SOURCE EXTRACT
2757. If the brother, the sister, and the wife of deceased are his only heirs, the wife gets her inheritance in the manner which will be explained later, and the sister and brother get their inheritance as stated in the foregoing rules. Also, if a woman dies and her only heirs are her sister, her brother and her husband, the husband gets half of the estate, and the sister and the brother inherit as explained earlier.

However, nothing is reduced from the share of maternal brother and sister to provide for the shares of the wife or the husband. But in the case of real brothers and real sisters, or paternal brothers and sisters, their shares may be reduced.

For example, if the heirs of deceased are her husband, maternal brother and sister, and real brother and sister, half of the estate will go to the husband, and one part out of the three parts of the original estate will be given to the maternal brother and sister, and whatever remains will be the property of the real brother and sister. Hence, if the total estate of the deceased is $6, $3 goes to the husband, $2 are taken by the maternal brother and sister, and $1 will be the share of the real brother and sister.

2758. If deceased does not have sister and brother, their share of the inheritance is given to their descendants, and the share of maternal brother's child and maternal sister's child will be divided among them equally. And as for the share of the paternal brother's child and paternal sister's child, or real brother's child and real sister's child, the commonly held principle is that every son gets twice as much as the daughter, but it may be true that they too may get equal shares. Therefore, it is better that they should resort to a compromise.

2759. If the heir of the deceased is only one grandfather or one grandmother, regardless of whether they are paternal or maternal, the entire estate goes to them, and the great grandfather of the deceased does not inherit in the presence of the grandfather.

And if only the paternal grandfather and paternal grandmother of the dead person are the heirs, the estate will be divided into 3 parts, from which 2 parts will be taken by the grandfather and one part will be taken by the grandmother. And if the maternal grandfather and maternal grandmother are the heirs, the property will be divided between them equally.

2760. If the heirs of deceased is paternal grandfather or paternal grandmother together with maternal grandfather or maternal grandmother, the property will be divided into 3 parts. 2 parts will go to the paternal grandfather or paternal grandmother, and one part will go to the maternal grandfather or maternal grandmother.

2761. If the heirs of the deceased are paternal grand parents together with maternal grand parents, the estate will be divided into 3 parts. One part will be divided equally between the maternal grandfather and the maternal grandmother, and the remaining 2 parts will go to the paternal grandfather and the paternal grandmother, from which the paternal grandfather gets twice the share of the paternal grandmother.

2762. If the only heirs of a deceased are his wife together with his paternal grand parents, and his maternal grand parents, his wife gets her inheritance in the manner which will be explained later. And one of the 3 parts of the original estate of the deceased will be given to the maternal grandfather and grandmother, to divide it equally between them. The remaining part will be given to the paternal grand parents, and the paternal grandfather gets twice as much as the paternal grandmother. And if the heirs of the deceased are her husband together with her paternal or maternal grand parents, the husband gets half of the property, and the grand parents get their inheritance in the manner mentioned in the foregoing rules.

2763. There are a few combinations of brother or sister, or brothers or sisters with the grand parents:

That the grand parents and brothers or sister are each from the mother's side. In that event the estate is divided among them equally, though they are of different sex.

Collected data
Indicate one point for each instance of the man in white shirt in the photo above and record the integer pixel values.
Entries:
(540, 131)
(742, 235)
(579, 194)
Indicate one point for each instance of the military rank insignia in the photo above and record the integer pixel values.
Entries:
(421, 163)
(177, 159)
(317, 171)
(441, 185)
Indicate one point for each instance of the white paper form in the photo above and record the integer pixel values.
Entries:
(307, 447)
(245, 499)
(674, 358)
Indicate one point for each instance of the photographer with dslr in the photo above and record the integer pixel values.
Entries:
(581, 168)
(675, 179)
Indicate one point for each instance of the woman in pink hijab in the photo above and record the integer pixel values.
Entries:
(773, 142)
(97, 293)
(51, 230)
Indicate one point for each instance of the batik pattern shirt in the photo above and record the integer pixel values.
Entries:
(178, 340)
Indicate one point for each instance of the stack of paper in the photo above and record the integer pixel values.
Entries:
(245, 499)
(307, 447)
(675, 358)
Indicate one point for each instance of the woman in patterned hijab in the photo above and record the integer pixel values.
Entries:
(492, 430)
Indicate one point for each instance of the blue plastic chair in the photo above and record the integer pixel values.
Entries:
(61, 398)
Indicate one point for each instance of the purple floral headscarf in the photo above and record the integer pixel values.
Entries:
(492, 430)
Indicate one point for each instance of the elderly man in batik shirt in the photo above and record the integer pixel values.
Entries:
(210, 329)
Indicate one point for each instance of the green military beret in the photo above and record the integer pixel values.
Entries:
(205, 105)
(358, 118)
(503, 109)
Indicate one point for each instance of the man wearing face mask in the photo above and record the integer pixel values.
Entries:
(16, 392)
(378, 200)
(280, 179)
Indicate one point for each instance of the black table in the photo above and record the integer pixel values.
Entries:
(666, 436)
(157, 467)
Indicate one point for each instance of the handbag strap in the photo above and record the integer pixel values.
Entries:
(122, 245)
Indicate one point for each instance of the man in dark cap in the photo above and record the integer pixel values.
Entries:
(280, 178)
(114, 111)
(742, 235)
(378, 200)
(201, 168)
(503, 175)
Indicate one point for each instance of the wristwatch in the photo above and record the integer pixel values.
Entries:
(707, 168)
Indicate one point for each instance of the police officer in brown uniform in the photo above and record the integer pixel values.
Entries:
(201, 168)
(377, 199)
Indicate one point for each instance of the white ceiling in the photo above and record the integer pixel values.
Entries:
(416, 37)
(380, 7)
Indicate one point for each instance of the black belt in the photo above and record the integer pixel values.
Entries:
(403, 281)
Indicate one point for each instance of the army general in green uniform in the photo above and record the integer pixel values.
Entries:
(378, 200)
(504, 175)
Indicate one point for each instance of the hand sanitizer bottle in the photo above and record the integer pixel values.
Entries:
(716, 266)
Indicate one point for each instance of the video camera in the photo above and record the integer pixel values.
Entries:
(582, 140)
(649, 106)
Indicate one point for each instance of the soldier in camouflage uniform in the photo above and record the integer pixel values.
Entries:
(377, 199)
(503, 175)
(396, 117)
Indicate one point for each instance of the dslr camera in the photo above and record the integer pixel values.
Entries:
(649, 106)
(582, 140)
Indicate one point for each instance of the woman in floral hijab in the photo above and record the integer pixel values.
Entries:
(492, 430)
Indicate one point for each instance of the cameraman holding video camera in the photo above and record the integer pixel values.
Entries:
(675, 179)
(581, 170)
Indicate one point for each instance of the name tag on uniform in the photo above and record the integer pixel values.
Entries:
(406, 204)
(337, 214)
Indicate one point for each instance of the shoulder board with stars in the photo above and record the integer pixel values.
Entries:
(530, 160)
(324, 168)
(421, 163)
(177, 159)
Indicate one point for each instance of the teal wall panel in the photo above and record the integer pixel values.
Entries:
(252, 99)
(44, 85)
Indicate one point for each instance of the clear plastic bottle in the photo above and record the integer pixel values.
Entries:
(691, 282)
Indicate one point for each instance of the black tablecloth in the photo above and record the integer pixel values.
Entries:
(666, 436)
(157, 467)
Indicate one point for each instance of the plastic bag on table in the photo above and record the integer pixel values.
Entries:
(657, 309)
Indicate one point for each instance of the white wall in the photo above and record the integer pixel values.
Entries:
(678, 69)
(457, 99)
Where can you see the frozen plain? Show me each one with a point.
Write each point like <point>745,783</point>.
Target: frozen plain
...
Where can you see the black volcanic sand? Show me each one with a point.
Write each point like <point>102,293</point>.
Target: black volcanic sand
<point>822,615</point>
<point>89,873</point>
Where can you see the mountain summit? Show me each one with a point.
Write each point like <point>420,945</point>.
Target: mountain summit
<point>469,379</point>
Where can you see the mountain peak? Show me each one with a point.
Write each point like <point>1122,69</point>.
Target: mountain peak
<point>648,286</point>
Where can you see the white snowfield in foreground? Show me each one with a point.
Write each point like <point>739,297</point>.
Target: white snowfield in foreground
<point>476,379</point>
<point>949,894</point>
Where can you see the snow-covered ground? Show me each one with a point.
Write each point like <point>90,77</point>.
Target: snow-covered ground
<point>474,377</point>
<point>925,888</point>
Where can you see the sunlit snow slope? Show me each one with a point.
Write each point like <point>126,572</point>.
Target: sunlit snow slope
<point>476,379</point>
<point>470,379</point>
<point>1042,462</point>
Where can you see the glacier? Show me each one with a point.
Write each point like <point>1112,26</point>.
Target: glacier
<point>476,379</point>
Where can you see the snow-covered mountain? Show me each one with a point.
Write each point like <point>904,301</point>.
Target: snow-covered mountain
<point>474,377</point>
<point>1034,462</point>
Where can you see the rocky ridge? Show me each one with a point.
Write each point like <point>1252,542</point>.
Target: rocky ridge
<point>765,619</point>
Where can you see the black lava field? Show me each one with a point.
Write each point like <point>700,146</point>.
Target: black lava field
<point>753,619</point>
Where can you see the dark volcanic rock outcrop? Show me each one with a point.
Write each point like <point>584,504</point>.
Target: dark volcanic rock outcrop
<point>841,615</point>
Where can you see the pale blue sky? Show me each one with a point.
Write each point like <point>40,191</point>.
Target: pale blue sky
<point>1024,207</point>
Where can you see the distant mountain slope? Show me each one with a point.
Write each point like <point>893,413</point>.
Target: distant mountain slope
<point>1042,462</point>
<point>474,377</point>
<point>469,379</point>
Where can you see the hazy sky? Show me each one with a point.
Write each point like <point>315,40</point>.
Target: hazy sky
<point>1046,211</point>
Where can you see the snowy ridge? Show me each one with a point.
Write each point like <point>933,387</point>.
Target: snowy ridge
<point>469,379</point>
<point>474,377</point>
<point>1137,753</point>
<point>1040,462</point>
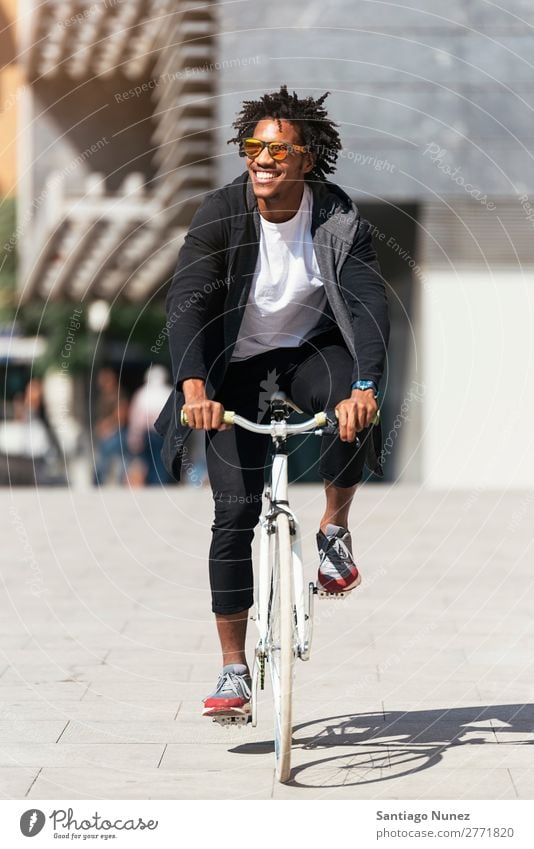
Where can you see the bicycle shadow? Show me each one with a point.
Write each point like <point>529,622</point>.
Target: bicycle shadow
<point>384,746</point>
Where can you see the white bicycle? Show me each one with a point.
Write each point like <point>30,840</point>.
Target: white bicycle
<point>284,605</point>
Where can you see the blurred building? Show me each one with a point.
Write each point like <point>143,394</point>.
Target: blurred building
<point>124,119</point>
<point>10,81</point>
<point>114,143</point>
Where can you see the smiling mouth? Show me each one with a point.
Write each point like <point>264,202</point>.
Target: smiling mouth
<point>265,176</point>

STATED EXERCISE 1
In the listing, could you replace "Show me each one" with "Mark every instance" from the line with "Where can you see the snow-covered mountain?" to the line with "<point>265,176</point>", then give those lines again with the pictures left out?
STATED EXERCISE 2
Can you finish out the next part of the passage on inheritance shares, picking up right after its last sentence?

WRITTEN REPLY 1
Where can you see the snow-covered mountain? Mark every instance with a point.
Write each point like <point>904,301</point>.
Target: snow-covered mountain
<point>474,377</point>
<point>1034,462</point>
Where can you see the rocky ridge? Mark every instance with a point.
Write each point like <point>1252,542</point>.
Target: rocky ridge
<point>765,619</point>
Where can you see the black lava field? Mark every instance with a point.
Write each point like <point>700,146</point>.
Target: black lava field
<point>753,619</point>
Where can you see the dark volcanic rock outcrop? Mark every instance with a point.
Write each point like <point>584,504</point>.
Target: dark volcanic rock outcrop
<point>841,615</point>
Where can you see the pale blue sky? Mark every instance with a point.
Write each point like <point>40,191</point>.
Target: pale blue sky
<point>1024,207</point>
Where can you see the distant mountain slope? Mark every instance with a point.
Write each point like <point>893,413</point>.
Target: distant mountain slope
<point>1042,462</point>
<point>474,377</point>
<point>469,379</point>
Where can you see the hazy sky? Mark every instance with a point.
Write each point like <point>315,40</point>.
Target: hazy sky
<point>1046,211</point>
Where can you see the snowy ridge? Mark every instance with a point.
Write each point like <point>933,387</point>.
Target: snowy ridge
<point>469,379</point>
<point>474,377</point>
<point>1137,753</point>
<point>1040,462</point>
Where can you see the bicycle shadow? Mark every instance with a point.
Write each point like <point>529,622</point>.
Target: bicycle shadow
<point>384,746</point>
Where can you see the white bicycle? Mark every instance with a point.
Write each point like <point>30,840</point>.
Target: white bicycle
<point>284,605</point>
Where can you see the blurred building? Mark every instance with a point.
Write each point like <point>143,394</point>.
Target: blurred building
<point>124,119</point>
<point>10,81</point>
<point>114,143</point>
Where can you see the smiling mouth? Mark every instance with a point.
Write each point like <point>264,202</point>.
Target: smiling mouth
<point>265,176</point>

WRITTEN REPLY 2
That all of them are from the father's side. In that case, the property will be divided among them equally, provided that all of them are males, or all of them are females. And if they are different, every male will get twice as much as the female.

That the grand parents from the paternal side combine with the real brother or sister. The rule explained in the foregoing clause will also apply in this case. And it should be remembered that if the paternal brother or sister of the deceased combines with real brother or sister, those who are paternal do not inherit alone, but all of them inherit.

That there are grand parents, paternal and maternal, all males or all females or mixed, combined with the brothers or sisters who are similarly of diverse categories. In this case, 1/3 of the estate will go to the maternal relatives to be divided equally among them, regardless of their sex. And 2/3 of the estate will go to the paternal relatives, among whom every male gets twice as much as a female. And if there is no difference of sex among them, and all of them are males or all of them are females it will be divided equally among them.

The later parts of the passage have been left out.